▶ Material provided:
►

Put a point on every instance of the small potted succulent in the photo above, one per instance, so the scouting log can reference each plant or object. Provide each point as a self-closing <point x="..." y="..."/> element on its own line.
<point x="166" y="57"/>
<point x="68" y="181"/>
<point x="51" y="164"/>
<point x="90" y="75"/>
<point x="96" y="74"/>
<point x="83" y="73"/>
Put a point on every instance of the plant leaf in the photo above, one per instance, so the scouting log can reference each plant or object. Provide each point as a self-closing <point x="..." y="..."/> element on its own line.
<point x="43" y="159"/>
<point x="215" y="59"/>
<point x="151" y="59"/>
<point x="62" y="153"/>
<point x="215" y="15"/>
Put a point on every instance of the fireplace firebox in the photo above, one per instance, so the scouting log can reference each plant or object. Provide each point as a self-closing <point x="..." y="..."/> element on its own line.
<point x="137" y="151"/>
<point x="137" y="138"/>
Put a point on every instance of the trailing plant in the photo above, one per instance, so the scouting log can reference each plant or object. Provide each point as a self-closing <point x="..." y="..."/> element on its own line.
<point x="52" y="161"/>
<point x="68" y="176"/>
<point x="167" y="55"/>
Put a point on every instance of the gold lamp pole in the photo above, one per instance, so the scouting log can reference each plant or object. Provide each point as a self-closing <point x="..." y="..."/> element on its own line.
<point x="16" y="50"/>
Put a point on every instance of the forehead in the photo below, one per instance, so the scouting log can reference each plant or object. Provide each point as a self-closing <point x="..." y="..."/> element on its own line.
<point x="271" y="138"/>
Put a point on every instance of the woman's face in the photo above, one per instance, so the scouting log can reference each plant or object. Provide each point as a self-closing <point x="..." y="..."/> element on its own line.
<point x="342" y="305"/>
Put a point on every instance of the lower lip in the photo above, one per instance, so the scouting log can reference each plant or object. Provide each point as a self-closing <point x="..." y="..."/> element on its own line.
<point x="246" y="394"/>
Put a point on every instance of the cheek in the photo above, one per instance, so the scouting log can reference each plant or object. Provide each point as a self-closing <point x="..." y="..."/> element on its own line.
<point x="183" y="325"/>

◄

▶ Task details: Rewrite all of the lines above, replacing "scouting log" with "inventory list" and leaving everything else unchanged.

▶ Task output:
Put a point on every instance of the small potted succulent in the photo above, one per instance, so the inventory list can reference each plant or object. Provide each point as a self-closing <point x="..." y="..."/> element on its own line.
<point x="166" y="57"/>
<point x="68" y="181"/>
<point x="51" y="164"/>
<point x="90" y="75"/>
<point x="96" y="74"/>
<point x="83" y="73"/>
Put a point on every instance of the plant leaf in the photo above, one per instance, so the inventory list can reference each plant or object. Provide each point as a self-closing <point x="..." y="..."/> element on its own line.
<point x="43" y="159"/>
<point x="215" y="59"/>
<point x="151" y="59"/>
<point x="62" y="153"/>
<point x="215" y="15"/>
Put a point on every instance of the fireplace firebox in the photo above, one per instance, so the inventory list can reference each plant or object. Provide each point as a self-closing <point x="..." y="..."/> element on its own line.
<point x="137" y="151"/>
<point x="137" y="138"/>
Put a point on every instance of the trailing plant in the photo above, one per instance, so the inventory list can reference each plant or object. Provide each point as a self-closing <point x="..." y="..."/> element on its own line.
<point x="52" y="161"/>
<point x="68" y="176"/>
<point x="167" y="55"/>
Put a point on every instance of the gold lamp pole in the photo above, one per instance, so the inventory list can reference each plant or object. Provide each point as a self-closing <point x="..." y="..."/> element on its own line.
<point x="16" y="50"/>
Put a point on every instance of the forehead in the photo below, one per instance, so the inventory list can reference each plant or object. Provide each point as a self-closing <point x="..." y="..."/> element on its own line.
<point x="271" y="138"/>
Put a point on every instance of the woman's face in the photo above, one per instance, so the inventory list can reference each plant or object. Provide each point as a self-closing <point x="..." y="..."/> element on its own line.
<point x="342" y="305"/>
Put a point on every instance of the lower lip in the photo above, one per instance, so the inventory list can reference each plant or object. Provide each point as a self-closing <point x="..." y="..."/> element on its own line.
<point x="246" y="394"/>
Put a point on every instance of the cheek in the photo above, one per instance, so the inventory list can reference each plant or object. Provide each point as a self-closing <point x="..." y="..."/> element on its own line.
<point x="183" y="325"/>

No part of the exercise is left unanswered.